Request 1 – According to the personal essay below, about how long did the writer's relationship last?

>> start Text shown

Tell me where to go….

Funny, I would have never thought in a million years that I would be in the position that I am in now. No job, no home, no family. Sounds cliche, I know, but this isn’t how I pictured my life at all. I could probably go through a few things and try to rationalize it, but what good does it do? Won’t change anything.

So where do we go from here? Can’t get any worse, right? Well, I guess it could be worse. And believe me, if I could go back in time, there is a lot of stuff I would do differently. But until they develop a time machine and I can teleport to let’s say…1988-1989 A.D., I’m stuck in the present situation, and need to get past this.

I admit, I still struggle sometimes. One day, I’m doing better, almost to the point of acceptance and moving on, then the next day, not so much. Ups and downs constantly, and it drives me insane. I guess you can compare it to going through withdrawal. My relationship lasted about 20 years, and all of that has to be purged out of my mind, my heart, my soul, my being.

>> end Text shown
>> start Material for this exercise

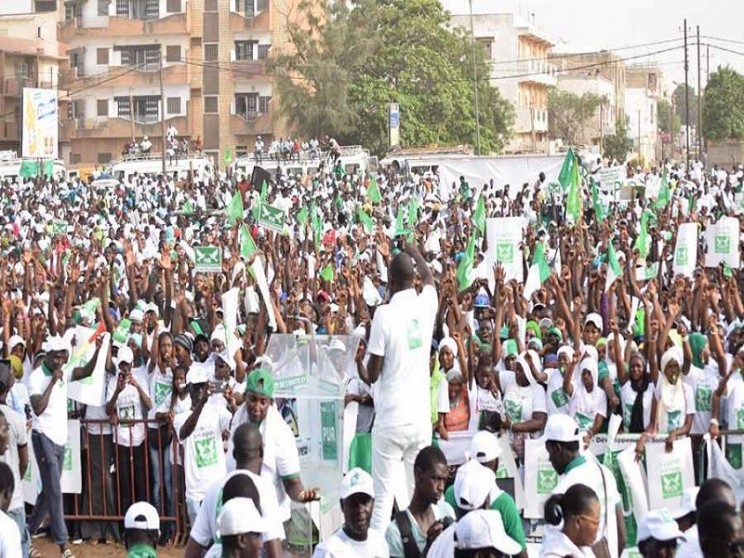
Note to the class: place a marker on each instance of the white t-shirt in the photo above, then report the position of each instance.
(204, 530)
(10, 541)
(627, 400)
(53, 421)
(203, 453)
(18, 437)
(401, 333)
(340, 545)
(129, 407)
(703, 381)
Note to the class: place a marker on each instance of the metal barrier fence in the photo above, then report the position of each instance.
(116, 473)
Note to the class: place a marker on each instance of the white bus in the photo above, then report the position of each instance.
(201, 168)
(10, 167)
(354, 158)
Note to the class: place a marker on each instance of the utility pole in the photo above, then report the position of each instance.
(699, 100)
(162, 113)
(475, 80)
(687, 107)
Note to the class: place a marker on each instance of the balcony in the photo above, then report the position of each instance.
(526, 118)
(118, 26)
(538, 71)
(106, 128)
(254, 125)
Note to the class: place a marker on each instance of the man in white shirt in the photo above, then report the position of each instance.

>> end Material for this exercise

Request 2 – Format the records from the line with "of the utility" through the end of the records as a Markdown table with the columns Row and Line, skipping any blank lines.

Solution 1 – About 20 years.

Solution 2 –
| Row | Line |
|---|---|
| 1 | Note to the class: place a marker on each instance of the utility pole in the photo above, then report the position of each instance. |
| 2 | (699, 100) |
| 3 | (162, 113) |
| 4 | (475, 80) |
| 5 | (687, 107) |
| 6 | Note to the class: place a marker on each instance of the balcony in the photo above, then report the position of each instance. |
| 7 | (526, 118) |
| 8 | (118, 26) |
| 9 | (538, 71) |
| 10 | (106, 128) |
| 11 | (254, 125) |
| 12 | Note to the class: place a marker on each instance of the man in white shirt in the photo above, then report the position of each instance. |